■ Supplied passage

As described, concerted action is urgently required in order to: 
• Strengthen legal, institutional and community responses to sexual coercion in WASH. Legislation should be reviewed to explicitly define and criminalize sexual coercion. Accountability frameworks should also be developed to track enforcement. 
• Disaggregate data by sex and age at the household level and integrate gendered time-use and affordability data into WASH research and policy frameworks. WASH affordability assessments should consider women’s limited control over household finances and their disproportionate responsibility for WASH-related tasks. Research findings could then inform policy on unpaid work, care and domestic labour. 
• Acknowledge and improve research concerning WASH in refugee settlements and internally displaced person settings. It is vital to work directly with refugee women and girls on research and knowledge-sharing to enable their voices to shape problem identification and solution development.

■ Task item A
Extract the portion of the WASH action passage from "As described, concerted" to "to track enforcement.".
■ Task item B
Translate this sentence from the WASH action passage into Spanish: "Accountability frameworks should also be developed to track enforcement."
■ Task item C
List the three kinds of responses to sexual coercion in WASH that the WASH action passage says should be strengthened.
The extracted records come from a separate source, not from the WASH action passage.

Extracted records
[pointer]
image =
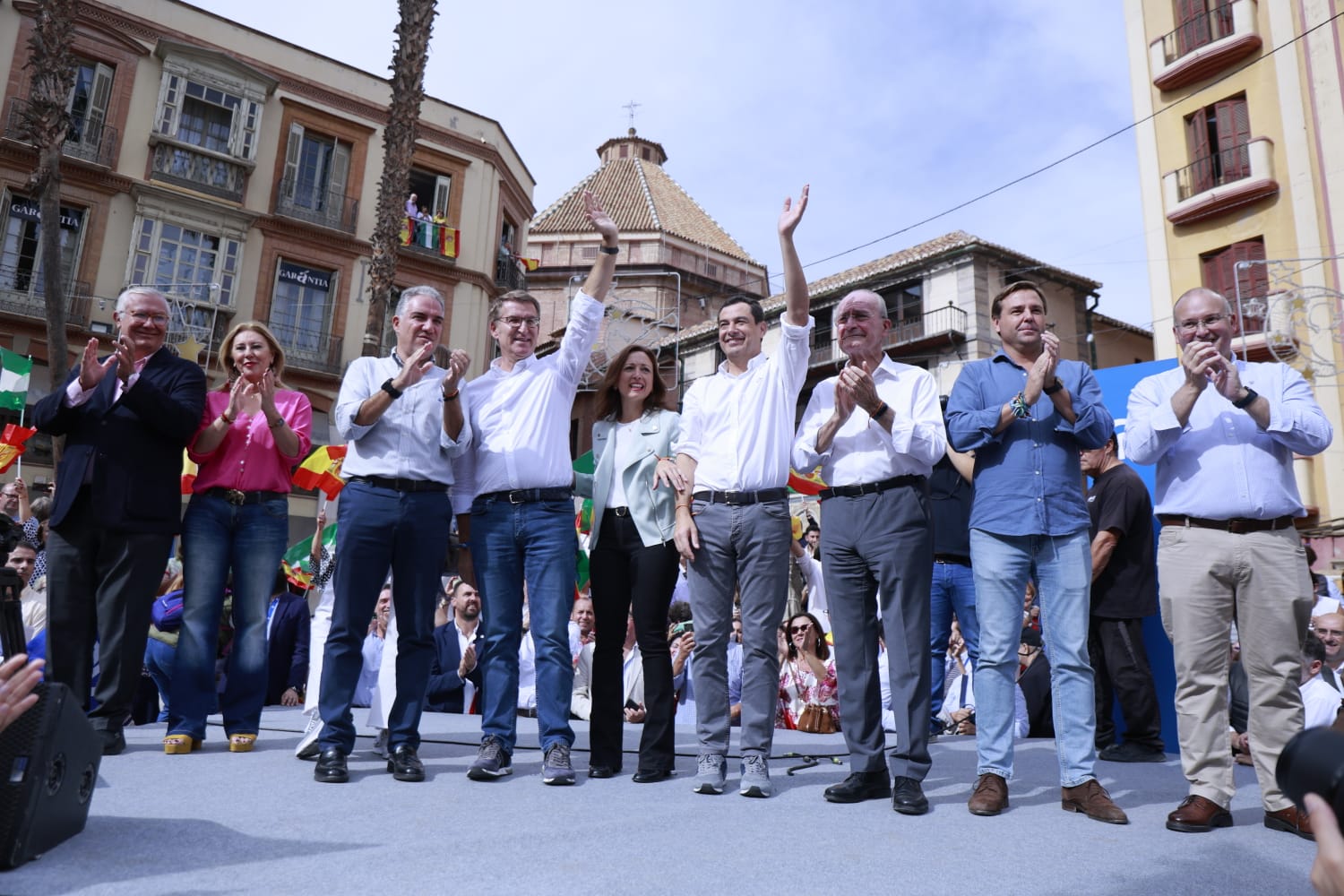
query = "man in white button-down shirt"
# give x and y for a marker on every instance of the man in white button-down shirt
(876, 432)
(733, 527)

■ Task solution A
As described, concerted action is urgently required in order to: 
• Strengthen legal, institutional and community responses to sexual coercion in WASH. Legislation should be reviewed to explicitly define and criminalize sexual coercion. Accountability frameworks should also be developed to track enforcement.

■ Task solution B
También deberían desarrollarse marcos de rendición de cuentas para dar seguimiento a su aplicación.

■ Task solution C
Legal, institutional, community